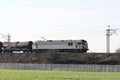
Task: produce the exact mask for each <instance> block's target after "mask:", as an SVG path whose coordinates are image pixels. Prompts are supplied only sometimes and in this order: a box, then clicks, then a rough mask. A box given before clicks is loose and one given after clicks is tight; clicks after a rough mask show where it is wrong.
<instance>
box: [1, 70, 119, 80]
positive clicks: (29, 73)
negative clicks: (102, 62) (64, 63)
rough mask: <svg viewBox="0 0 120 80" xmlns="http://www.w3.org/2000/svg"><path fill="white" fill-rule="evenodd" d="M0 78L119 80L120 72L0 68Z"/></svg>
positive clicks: (11, 79)
mask: <svg viewBox="0 0 120 80" xmlns="http://www.w3.org/2000/svg"><path fill="white" fill-rule="evenodd" d="M0 80H120V73H118V72H71V71H69V72H67V71H39V70H4V69H3V70H2V69H0Z"/></svg>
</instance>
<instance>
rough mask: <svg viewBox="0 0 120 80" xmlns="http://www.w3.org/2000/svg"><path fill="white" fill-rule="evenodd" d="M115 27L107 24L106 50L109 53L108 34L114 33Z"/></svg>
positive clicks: (110, 35)
mask: <svg viewBox="0 0 120 80" xmlns="http://www.w3.org/2000/svg"><path fill="white" fill-rule="evenodd" d="M117 30H118V28H117V29H110V25H108V29H106V52H107V53H110V36H112V35H113V34H116V31H117Z"/></svg>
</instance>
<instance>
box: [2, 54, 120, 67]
mask: <svg viewBox="0 0 120 80" xmlns="http://www.w3.org/2000/svg"><path fill="white" fill-rule="evenodd" d="M0 63H40V64H45V63H46V64H110V65H116V64H120V53H53V52H51V53H0Z"/></svg>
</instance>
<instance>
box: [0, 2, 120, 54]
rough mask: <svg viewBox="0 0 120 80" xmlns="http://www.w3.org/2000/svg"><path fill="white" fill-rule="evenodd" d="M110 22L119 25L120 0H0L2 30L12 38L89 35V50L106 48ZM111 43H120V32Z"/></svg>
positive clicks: (37, 37) (73, 38) (27, 38)
mask: <svg viewBox="0 0 120 80" xmlns="http://www.w3.org/2000/svg"><path fill="white" fill-rule="evenodd" d="M107 25H111V28H113V29H114V28H119V27H120V0H0V33H3V34H7V33H10V34H11V36H12V39H11V40H12V41H19V40H20V41H25V40H39V39H41V36H44V37H46V38H47V39H86V40H87V41H88V43H89V48H90V52H105V51H106V44H105V39H106V38H105V30H106V28H107ZM0 40H1V41H4V40H5V39H2V38H0ZM111 46H112V47H111V51H112V52H114V51H115V49H116V48H118V47H120V35H119V32H118V34H117V35H113V36H112V39H111Z"/></svg>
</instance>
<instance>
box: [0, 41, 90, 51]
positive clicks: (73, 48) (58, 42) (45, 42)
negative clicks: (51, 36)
mask: <svg viewBox="0 0 120 80" xmlns="http://www.w3.org/2000/svg"><path fill="white" fill-rule="evenodd" d="M47 50H53V51H56V52H68V53H69V52H80V53H85V52H87V51H88V50H89V49H88V43H87V41H86V40H83V39H82V40H45V41H43V40H38V41H26V42H19V41H17V42H0V53H6V52H9V53H13V52H14V51H22V52H23V53H40V52H42V51H47Z"/></svg>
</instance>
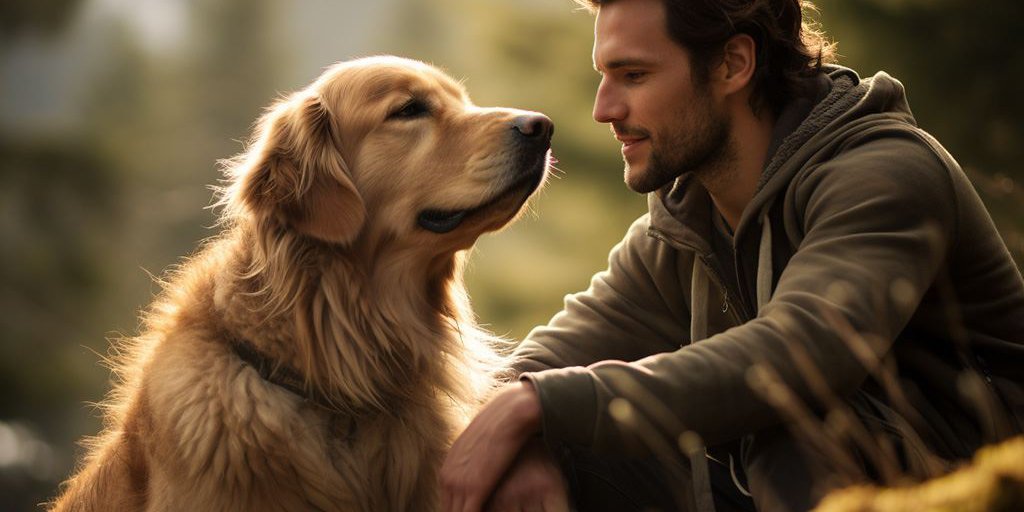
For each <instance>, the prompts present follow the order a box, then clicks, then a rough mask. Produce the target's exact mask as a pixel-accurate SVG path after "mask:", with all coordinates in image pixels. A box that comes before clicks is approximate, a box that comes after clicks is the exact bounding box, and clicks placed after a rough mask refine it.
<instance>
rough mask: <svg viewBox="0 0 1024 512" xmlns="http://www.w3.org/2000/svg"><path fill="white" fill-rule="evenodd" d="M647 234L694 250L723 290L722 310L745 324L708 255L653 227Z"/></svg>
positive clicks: (696, 253)
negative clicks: (707, 258)
mask: <svg viewBox="0 0 1024 512" xmlns="http://www.w3.org/2000/svg"><path fill="white" fill-rule="evenodd" d="M647 236H648V237H650V238H652V239H654V240H657V241H659V242H663V243H665V244H668V245H670V246H672V247H673V248H675V249H677V250H688V251H690V252H692V253H693V255H694V256H695V257H697V258H699V259H700V264H702V265H703V266H705V269H706V270H707V271H708V275H709V276H710V278H711V281H712V283H714V284H715V286H717V287H718V289H719V290H720V291H721V292H722V307H721V310H722V312H723V313H729V317H730V318H732V322H733V323H734V324H735V325H736V326H741V325H743V323H745V322H746V321H745V319H743V317H742V316H740V314H738V312H737V310H736V307H735V305H734V304H732V302H731V301H730V300H729V289H728V288H726V286H725V285H723V281H722V278H721V276H720V275H719V274H718V272H716V271H715V267H714V266H712V265H710V264H709V263H708V259H707V257H706V255H703V254H701V252H700V251H699V250H698V249H697V248H696V247H693V246H691V245H689V244H684V243H682V242H679V241H678V240H675V239H673V238H671V237H669V236H668V234H666V233H664V232H662V231H659V230H657V229H655V228H653V227H648V228H647ZM691 279H692V278H691Z"/></svg>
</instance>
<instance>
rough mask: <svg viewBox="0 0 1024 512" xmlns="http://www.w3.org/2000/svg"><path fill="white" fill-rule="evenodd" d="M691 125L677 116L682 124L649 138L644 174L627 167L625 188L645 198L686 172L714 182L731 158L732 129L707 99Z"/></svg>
mask: <svg viewBox="0 0 1024 512" xmlns="http://www.w3.org/2000/svg"><path fill="white" fill-rule="evenodd" d="M697 103H698V105H696V106H697V109H698V110H697V111H696V112H692V111H691V113H690V115H689V117H690V118H691V119H692V121H691V122H689V123H687V122H686V120H685V118H686V116H684V115H682V114H680V116H679V119H681V120H683V122H682V123H680V124H677V125H673V126H670V127H669V128H668V129H666V130H664V131H663V132H660V133H654V134H653V135H654V136H652V137H651V138H650V142H651V147H650V156H649V159H648V162H647V169H646V170H645V171H644V172H631V170H630V168H629V163H628V162H627V164H626V184H627V185H628V186H629V187H630V188H632V189H633V190H635V191H638V193H640V194H647V193H651V191H654V190H656V189H658V188H662V187H663V186H665V185H667V184H669V183H671V182H672V181H674V180H675V179H676V178H678V177H679V176H682V175H683V174H685V173H687V172H692V173H694V174H696V175H697V176H698V177H700V178H701V179H713V178H714V176H712V174H715V173H717V172H718V171H719V170H720V168H721V167H722V166H723V164H724V163H725V162H726V161H728V160H729V159H730V158H731V157H732V156H733V155H732V152H733V147H732V143H731V141H730V139H729V137H730V132H731V131H732V126H731V124H730V122H729V118H728V117H727V116H724V115H721V114H720V113H718V112H716V111H715V109H714V105H713V104H712V102H711V98H710V97H709V96H706V95H701V97H700V98H699V99H698V101H697Z"/></svg>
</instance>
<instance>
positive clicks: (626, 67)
mask: <svg viewBox="0 0 1024 512" xmlns="http://www.w3.org/2000/svg"><path fill="white" fill-rule="evenodd" d="M651 63H652V62H651V61H650V60H645V59H643V58H618V59H615V60H611V61H610V62H608V63H606V65H604V70H603V71H614V70H617V69H621V68H632V67H643V66H651ZM594 71H596V72H598V73H601V71H602V70H601V69H600V68H598V66H597V63H596V62H595V63H594Z"/></svg>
^^^^^^^^
#### ABOUT THIS TASK
Quote each entry above verbatim and drop the pictures.

#### SOLUTION
Task: produce the exact mask for each <instance> block's target after "mask:", as an SVG path whose coordinates are image pixels. Prompts are supplied only sometimes and in this order: a box, then clicks, then a rough mask. A box given before clicks is loose and one given after clicks is tight; clicks after a rough mask show where it is wrong.
<instance>
box: [1, 70, 119, 80]
positive clicks: (29, 73)
negative clicks: (102, 62) (64, 63)
rough mask: <svg viewBox="0 0 120 80" xmlns="http://www.w3.org/2000/svg"><path fill="white" fill-rule="evenodd" d="M0 78L119 80L120 72L0 68Z"/></svg>
positive clicks: (11, 79)
mask: <svg viewBox="0 0 120 80" xmlns="http://www.w3.org/2000/svg"><path fill="white" fill-rule="evenodd" d="M0 80H120V73H118V72H71V71H69V72H67V71H39V70H4V69H3V70H2V69H0Z"/></svg>
</instance>
<instance>
rough mask: <svg viewBox="0 0 120 80" xmlns="http://www.w3.org/2000/svg"><path fill="white" fill-rule="evenodd" d="M115 27L107 24L106 50L109 53L108 34L114 33Z"/></svg>
positive clicks: (110, 35)
mask: <svg viewBox="0 0 120 80" xmlns="http://www.w3.org/2000/svg"><path fill="white" fill-rule="evenodd" d="M117 30H118V28H117V29H110V25H108V29H106V52H107V53H110V36H112V35H113V34H116V31H117Z"/></svg>
</instance>
<instance>
box: [2, 54, 120, 67]
mask: <svg viewBox="0 0 120 80" xmlns="http://www.w3.org/2000/svg"><path fill="white" fill-rule="evenodd" d="M0 63H40V64H45V63H46V64H110V65H116V64H120V53H53V52H51V53H0Z"/></svg>
</instance>
<instance>
box: [0, 2, 120, 54]
rough mask: <svg viewBox="0 0 120 80" xmlns="http://www.w3.org/2000/svg"><path fill="white" fill-rule="evenodd" d="M110 22L119 25L120 0H0L2 30L12 38L89 35V50L106 48ZM111 43H120V32Z"/></svg>
positive clicks: (37, 37) (73, 38) (27, 38)
mask: <svg viewBox="0 0 120 80" xmlns="http://www.w3.org/2000/svg"><path fill="white" fill-rule="evenodd" d="M107 25H111V28H113V29H114V28H119V27H120V0H0V33H3V34H7V33H10V34H11V36H12V39H11V40H12V41H19V40H20V41H25V40H39V39H41V36H44V37H46V38H47V39H86V40H87V41H88V43H89V48H90V52H105V51H106V44H105V39H106V38H105V30H106V28H107ZM0 40H1V41H4V40H5V39H2V38H0ZM111 46H112V47H111V51H112V52H114V51H115V49H116V48H118V47H120V35H119V32H118V34H117V35H113V36H112V39H111Z"/></svg>
</instance>
<instance>
box: [0, 41, 90, 51]
positive clicks: (73, 48) (58, 42) (45, 42)
negative clicks: (51, 36)
mask: <svg viewBox="0 0 120 80" xmlns="http://www.w3.org/2000/svg"><path fill="white" fill-rule="evenodd" d="M47 50H53V51H56V52H68V53H69V52H80V53H85V52H87V51H88V50H89V49H88V43H87V41H86V40H83V39H82V40H45V41H43V40H38V41H26V42H19V41H17V42H0V53H6V52H9V53H13V52H14V51H22V52H23V53H40V52H42V51H47Z"/></svg>
</instance>
For each <instance>, the prompts present follow the order a box, then clicks, then a rough mask. Produce the target's exact mask as a pixel-accurate SVG path after "mask:", with all coordinates in image pixels. A box that comes before clicks is approximate, a box that comes after clicks is the exact bounding box, and clicks placed after a rough mask refine it.
<instance>
rough mask: <svg viewBox="0 0 1024 512" xmlns="http://www.w3.org/2000/svg"><path fill="white" fill-rule="evenodd" d="M647 234L694 250L723 290L722 310L745 324L708 255L653 227Z"/></svg>
positive clicks: (696, 253)
negative clicks: (707, 258)
mask: <svg viewBox="0 0 1024 512" xmlns="http://www.w3.org/2000/svg"><path fill="white" fill-rule="evenodd" d="M647 236H648V237H650V238H652V239H654V240H657V241H659V242H663V243H665V244H668V245H670V246H672V247H673V248H675V249H677V250H688V251H690V252H692V253H693V255H694V256H695V257H697V258H699V259H700V264H702V265H703V266H705V269H706V270H707V271H708V275H709V276H710V278H711V281H712V283H714V284H715V286H717V287H718V289H719V290H720V291H721V292H722V307H721V310H722V312H723V313H729V317H730V318H732V322H733V323H734V324H735V325H736V326H741V325H743V323H745V322H746V321H745V319H743V317H742V316H740V314H738V312H737V310H736V307H735V305H734V304H732V302H731V301H730V300H729V289H728V288H726V286H725V285H723V281H722V278H721V276H720V275H719V274H718V272H716V271H715V267H714V266H712V265H710V264H709V263H708V259H707V257H706V255H703V254H701V252H700V251H699V250H698V249H697V248H696V247H693V246H691V245H689V244H684V243H682V242H679V241H678V240H675V239H673V238H671V237H669V236H668V234H666V233H664V232H662V231H659V230H657V229H655V228H653V227H648V228H647ZM691 279H692V278H691Z"/></svg>
</instance>
<instance>
rough mask: <svg viewBox="0 0 1024 512" xmlns="http://www.w3.org/2000/svg"><path fill="white" fill-rule="evenodd" d="M691 125L677 116L682 124L649 138L644 174L627 167L625 188L645 198L686 172L714 182L731 158L732 129L707 99Z"/></svg>
mask: <svg viewBox="0 0 1024 512" xmlns="http://www.w3.org/2000/svg"><path fill="white" fill-rule="evenodd" d="M697 103H698V105H696V106H697V109H698V110H697V111H696V112H692V111H691V113H690V115H689V117H690V118H691V119H692V121H691V122H689V123H687V122H686V120H685V118H686V116H684V115H682V114H680V116H679V119H681V120H683V122H682V123H680V124H677V125H673V126H670V127H669V128H668V129H666V130H664V131H663V132H660V133H654V134H653V135H654V136H652V137H651V138H650V142H651V147H650V156H649V159H648V162H647V169H646V170H645V171H644V172H631V170H630V168H629V163H628V162H627V164H626V184H627V185H628V186H629V187H630V188H632V189H633V190H635V191H638V193H640V194H647V193H651V191H654V190H656V189H658V188H662V187H663V186H665V185H667V184H669V183H671V182H672V181H674V180H675V179H676V178H678V177H679V176H682V175H683V174H685V173H687V172H692V173H694V174H696V175H697V176H698V177H700V178H701V179H713V178H714V176H712V174H715V173H717V172H718V171H719V170H720V168H721V167H722V166H723V164H724V163H725V162H726V161H728V160H729V159H730V158H731V157H732V156H733V155H732V152H733V147H732V143H731V141H730V139H729V137H730V132H731V131H732V126H731V124H730V122H729V118H728V117H727V116H724V115H721V114H720V113H718V112H716V111H715V109H714V105H713V104H712V102H711V98H710V97H709V96H706V95H701V97H700V98H699V99H698V101H697Z"/></svg>
</instance>
<instance>
positive clicks: (626, 67)
mask: <svg viewBox="0 0 1024 512" xmlns="http://www.w3.org/2000/svg"><path fill="white" fill-rule="evenodd" d="M651 63H652V62H651V61H650V60H645V59H643V58H618V59H615V60H611V61H610V62H608V63H606V65H604V70H603V71H614V70H617V69H621V68H632V67H643V66H651ZM594 71H596V72H598V73H601V71H602V70H601V69H600V68H598V66H597V63H596V62H595V63H594Z"/></svg>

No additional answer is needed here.